### Do this
Copy each of the records below word for word, leaving the pictures out of your answer.

### Records for this task
= = = =
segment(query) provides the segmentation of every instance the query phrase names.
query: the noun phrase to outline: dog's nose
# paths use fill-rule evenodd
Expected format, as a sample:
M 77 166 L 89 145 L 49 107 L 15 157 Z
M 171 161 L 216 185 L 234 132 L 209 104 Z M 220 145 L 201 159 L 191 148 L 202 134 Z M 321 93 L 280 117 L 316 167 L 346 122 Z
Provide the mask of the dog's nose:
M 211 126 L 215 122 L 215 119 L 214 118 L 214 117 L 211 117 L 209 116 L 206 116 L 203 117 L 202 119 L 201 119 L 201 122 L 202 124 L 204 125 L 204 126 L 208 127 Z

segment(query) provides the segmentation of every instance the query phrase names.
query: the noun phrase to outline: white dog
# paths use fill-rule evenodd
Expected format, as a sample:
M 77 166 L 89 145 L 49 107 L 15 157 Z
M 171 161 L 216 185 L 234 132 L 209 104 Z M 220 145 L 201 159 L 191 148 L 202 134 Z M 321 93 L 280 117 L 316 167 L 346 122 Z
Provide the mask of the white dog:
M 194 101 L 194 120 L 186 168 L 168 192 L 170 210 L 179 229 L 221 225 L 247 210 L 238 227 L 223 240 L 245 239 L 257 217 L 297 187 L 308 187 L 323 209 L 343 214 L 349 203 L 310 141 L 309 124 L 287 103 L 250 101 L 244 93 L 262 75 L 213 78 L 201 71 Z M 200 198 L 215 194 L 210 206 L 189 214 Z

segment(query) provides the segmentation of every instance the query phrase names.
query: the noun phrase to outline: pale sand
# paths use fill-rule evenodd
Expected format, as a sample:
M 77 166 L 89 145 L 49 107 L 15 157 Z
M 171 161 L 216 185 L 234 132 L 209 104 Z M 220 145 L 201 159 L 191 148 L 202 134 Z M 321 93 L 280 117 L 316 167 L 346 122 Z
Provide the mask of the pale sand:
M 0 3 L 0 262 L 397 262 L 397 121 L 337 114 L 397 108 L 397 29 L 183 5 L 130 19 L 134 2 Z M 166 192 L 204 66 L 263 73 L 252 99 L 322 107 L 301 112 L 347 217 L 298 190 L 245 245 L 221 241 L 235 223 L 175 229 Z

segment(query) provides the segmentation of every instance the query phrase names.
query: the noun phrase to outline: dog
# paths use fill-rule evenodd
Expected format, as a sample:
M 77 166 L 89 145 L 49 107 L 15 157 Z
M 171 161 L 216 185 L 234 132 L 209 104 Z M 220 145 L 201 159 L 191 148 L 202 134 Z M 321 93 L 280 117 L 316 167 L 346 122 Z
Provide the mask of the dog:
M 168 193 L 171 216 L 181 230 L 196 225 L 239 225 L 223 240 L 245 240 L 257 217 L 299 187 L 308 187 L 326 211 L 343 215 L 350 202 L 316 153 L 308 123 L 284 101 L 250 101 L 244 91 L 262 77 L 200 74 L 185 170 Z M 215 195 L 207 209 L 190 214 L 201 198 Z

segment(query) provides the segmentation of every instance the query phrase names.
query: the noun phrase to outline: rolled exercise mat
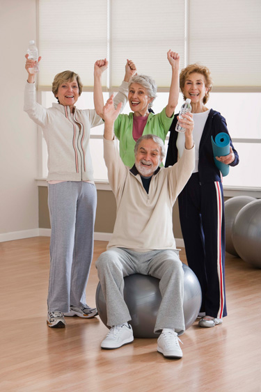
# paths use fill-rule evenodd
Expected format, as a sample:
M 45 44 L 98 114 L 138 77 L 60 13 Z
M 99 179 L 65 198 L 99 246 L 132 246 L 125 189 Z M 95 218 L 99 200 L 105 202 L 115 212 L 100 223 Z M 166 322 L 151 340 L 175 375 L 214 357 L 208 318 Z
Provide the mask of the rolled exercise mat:
M 229 165 L 226 165 L 223 162 L 220 162 L 216 159 L 216 157 L 225 157 L 228 155 L 230 152 L 230 138 L 228 134 L 220 132 L 216 135 L 215 141 L 211 136 L 211 142 L 212 143 L 214 160 L 219 170 L 222 173 L 222 175 L 226 177 L 229 173 Z

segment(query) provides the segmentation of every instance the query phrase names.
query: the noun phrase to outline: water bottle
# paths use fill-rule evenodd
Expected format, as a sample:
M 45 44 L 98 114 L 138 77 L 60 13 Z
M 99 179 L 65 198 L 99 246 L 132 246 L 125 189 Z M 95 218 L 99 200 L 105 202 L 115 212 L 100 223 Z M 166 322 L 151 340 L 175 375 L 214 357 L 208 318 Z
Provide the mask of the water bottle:
M 179 114 L 180 118 L 183 118 L 182 115 L 188 112 L 190 113 L 191 111 L 191 105 L 190 104 L 191 100 L 189 100 L 189 98 L 187 98 L 187 100 L 181 107 L 180 114 Z M 177 131 L 177 132 L 182 132 L 182 134 L 184 134 L 186 132 L 186 128 L 183 128 L 180 125 L 179 121 L 177 121 L 175 130 Z
M 27 53 L 29 54 L 28 58 L 29 59 L 33 60 L 33 61 L 36 61 L 35 66 L 33 68 L 29 68 L 29 71 L 32 75 L 36 74 L 38 72 L 39 72 L 38 49 L 37 49 L 33 40 L 29 41 Z

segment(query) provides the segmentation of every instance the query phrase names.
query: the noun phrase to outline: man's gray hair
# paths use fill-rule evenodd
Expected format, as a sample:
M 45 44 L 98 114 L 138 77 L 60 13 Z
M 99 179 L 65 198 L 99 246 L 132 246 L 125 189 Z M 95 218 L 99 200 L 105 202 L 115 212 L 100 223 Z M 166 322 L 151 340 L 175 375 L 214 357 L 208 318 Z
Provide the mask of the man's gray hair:
M 143 135 L 142 136 L 141 136 L 139 139 L 138 139 L 137 141 L 136 142 L 135 144 L 135 147 L 134 147 L 134 154 L 135 156 L 138 152 L 138 148 L 139 148 L 139 146 L 140 145 L 141 142 L 144 140 L 144 139 L 152 139 L 153 141 L 155 141 L 155 143 L 157 143 L 157 144 L 160 147 L 161 149 L 161 155 L 160 155 L 160 157 L 162 159 L 164 159 L 164 158 L 166 157 L 166 147 L 165 145 L 162 141 L 162 139 L 156 136 L 156 135 L 152 135 L 151 134 L 149 134 L 148 135 Z
M 157 97 L 157 84 L 155 80 L 147 75 L 134 75 L 129 81 L 129 90 L 132 83 L 138 83 L 141 84 L 144 88 L 147 90 L 148 95 L 150 98 L 153 98 L 153 100 L 149 103 L 149 109 L 152 106 L 154 100 Z

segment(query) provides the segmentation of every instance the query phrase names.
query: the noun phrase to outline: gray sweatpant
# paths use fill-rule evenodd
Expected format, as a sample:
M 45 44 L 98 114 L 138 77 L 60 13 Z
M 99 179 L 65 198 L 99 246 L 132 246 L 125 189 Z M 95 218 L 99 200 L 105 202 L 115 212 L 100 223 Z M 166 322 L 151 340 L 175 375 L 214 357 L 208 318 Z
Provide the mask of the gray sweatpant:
= = = =
### Correct result
segment(query) provides the segmentation of every instance the query phrase names.
query: the noun phrase to outline: dog's nose
# paths use fill-rule evenodd
Expected format, as a sample:
M 77 166 L 89 145 L 49 107 L 15 157 Z
M 171 161 L 216 185 L 234 132 L 209 104 Z M 220 145 L 201 159 L 191 148 L 202 134 Z M 321 93 L 280 117 L 316 167 L 346 122 Z
Provide the mask of the dog's nose:
M 211 126 L 215 122 L 215 119 L 214 118 L 214 117 L 211 117 L 209 116 L 206 116 L 203 117 L 202 119 L 201 119 L 201 122 L 202 124 L 204 125 L 204 126 L 208 127 Z

segment(query) provides the segmentation of every instance the query phrase names.
query: the noun phrase to outline: white dog
# paths use fill-rule evenodd
Expected format, as a sample:
M 77 166 L 89 145 L 49 107 L 15 157 Z
M 171 161 L 216 185 L 234 132 L 209 104 Z M 220 145 L 201 159 L 191 148 L 202 134 Z M 321 93 L 280 117 L 316 167 L 346 122 Z
Provide the mask of the white dog:
M 194 101 L 194 120 L 186 168 L 168 192 L 170 210 L 179 229 L 221 225 L 247 210 L 238 227 L 223 240 L 245 239 L 257 217 L 297 187 L 308 187 L 323 209 L 343 214 L 349 203 L 310 141 L 309 124 L 287 103 L 250 101 L 244 93 L 262 75 L 213 78 L 201 71 Z M 200 198 L 215 194 L 210 206 L 189 214 Z

segment(query) provides the segmentation of every instance the query phrase names.
query: the noun phrase to outline: pale sand
# paths use fill-rule evenodd
Expected format, as a sample:
M 77 166 L 89 145 L 49 107 L 15 157 Z
M 171 161 L 216 185 L 234 132 L 209 104 Z M 220 145 L 201 159 L 191 148 L 202 134 Z M 321 93 L 280 117 L 316 167 L 346 122 Z
Provide the mask of the pale sand:
M 0 3 L 0 262 L 397 262 L 397 121 L 337 114 L 397 108 L 397 29 L 183 5 L 130 19 L 134 2 Z M 166 192 L 204 66 L 263 73 L 252 99 L 322 107 L 301 112 L 347 217 L 298 190 L 245 245 L 221 241 L 235 223 L 175 229 Z

segment(query) provides the segmentation of every instance the query phrase names.
query: the noun phrase to outline: dog
# paths use fill-rule evenodd
Expected format, as a sample:
M 77 166 L 89 145 L 49 107 L 15 157 Z
M 171 161 L 216 185 L 234 132 L 209 104 Z M 220 145 L 201 159 L 191 148 L 202 134 Z M 321 93 L 280 117 L 316 167 L 346 122 Z
Provide the mask of the dog:
M 168 193 L 171 216 L 181 230 L 196 225 L 239 225 L 223 240 L 245 240 L 257 217 L 299 187 L 308 187 L 326 211 L 343 215 L 350 202 L 316 153 L 308 123 L 284 101 L 250 101 L 244 91 L 262 77 L 200 74 L 185 170 Z M 215 195 L 207 209 L 190 214 L 201 198 Z

segment(query) provides the segmentation of every instance the query phrase names.
query: the noun phrase to outline: rolled exercise mat
# paths use fill-rule evenodd
Expected format, as a sample:
M 45 44 L 98 114 L 138 77 L 60 13 Z
M 99 179 L 65 198 L 99 246 L 132 246 L 125 189 Z M 95 218 L 99 200 L 105 202 L 115 212 L 100 223 Z M 166 322 L 151 340 L 175 375 L 214 357 L 208 318 Z
Provide the mask of the rolled exercise mat:
M 229 165 L 226 165 L 223 162 L 220 162 L 216 159 L 216 157 L 225 157 L 228 155 L 230 152 L 230 138 L 228 134 L 220 132 L 216 135 L 215 141 L 211 136 L 211 142 L 212 143 L 214 160 L 219 170 L 222 173 L 222 175 L 226 177 L 229 173 Z

segment(query) provides the segmentation of every instance the query phrase names.
query: the noun phrase to outline: water bottle
# paths use fill-rule evenodd
Expected format, as a sample:
M 45 44 L 98 114 L 138 77 L 60 13 Z
M 99 179 L 65 198 L 99 246 L 132 246 L 125 189 Z M 95 218 L 99 200 L 105 202 L 115 212 L 100 223 Z M 166 322 L 151 340 L 175 375 L 214 357 L 208 318 Z
Provide the mask of the water bottle:
M 179 114 L 180 118 L 183 118 L 182 115 L 188 112 L 190 113 L 191 111 L 191 105 L 190 104 L 191 100 L 189 100 L 189 98 L 187 98 L 187 100 L 181 107 L 180 114 Z M 177 131 L 177 132 L 182 132 L 182 134 L 184 134 L 186 132 L 186 128 L 183 128 L 180 125 L 179 121 L 177 121 L 175 130 Z
M 27 53 L 29 54 L 28 58 L 29 59 L 33 60 L 33 61 L 36 61 L 35 66 L 33 68 L 29 68 L 29 71 L 32 75 L 36 74 L 38 72 L 39 72 L 38 49 L 37 49 L 33 40 L 29 41 Z

segment(query) provides the segmentation of every instance the query phrase names.
query: the noun phrase to outline: man's gray hair
# paths use fill-rule evenodd
Expected format, as a sample:
M 45 44 L 98 114 L 138 77 L 60 13 Z
M 99 179 L 65 198 L 99 246 L 132 246 L 125 189 Z M 95 218 L 99 200 L 105 202 L 115 212 L 100 223 Z M 166 322 L 151 340 L 175 375 L 214 357 L 208 318 Z
Provide the mask of the man's gray hair:
M 143 135 L 142 136 L 141 136 L 139 139 L 138 139 L 137 141 L 136 142 L 135 144 L 135 147 L 134 147 L 134 154 L 135 156 L 138 152 L 138 148 L 139 148 L 139 146 L 140 145 L 141 142 L 144 140 L 144 139 L 152 139 L 153 141 L 155 141 L 155 143 L 157 143 L 157 144 L 160 147 L 161 149 L 161 155 L 160 155 L 160 157 L 162 159 L 164 159 L 164 158 L 166 157 L 166 147 L 165 145 L 162 141 L 162 139 L 156 136 L 156 135 L 152 135 L 151 134 L 149 134 L 148 135 Z
M 157 97 L 157 84 L 155 80 L 147 75 L 134 75 L 129 81 L 129 90 L 132 83 L 138 83 L 141 84 L 144 88 L 147 90 L 148 95 L 150 98 L 153 98 L 153 100 L 149 103 L 149 109 L 152 106 L 154 100 Z

segment(query) provides the segmentation of every instance the query phrase names.
query: the noun phrase to outline: gray sweatpant
# paths use fill-rule evenodd
Expected format, as a sample:
M 45 44 L 98 114 L 138 77 L 60 13 Z
M 99 179 L 65 198 L 99 246 L 132 246 L 125 189 Z M 95 218 L 99 200 L 105 202 L 115 212 L 100 223 Z M 166 322 L 151 340 L 175 375 L 214 357 L 208 318 Z
Provide the mask of the gray sweatpant:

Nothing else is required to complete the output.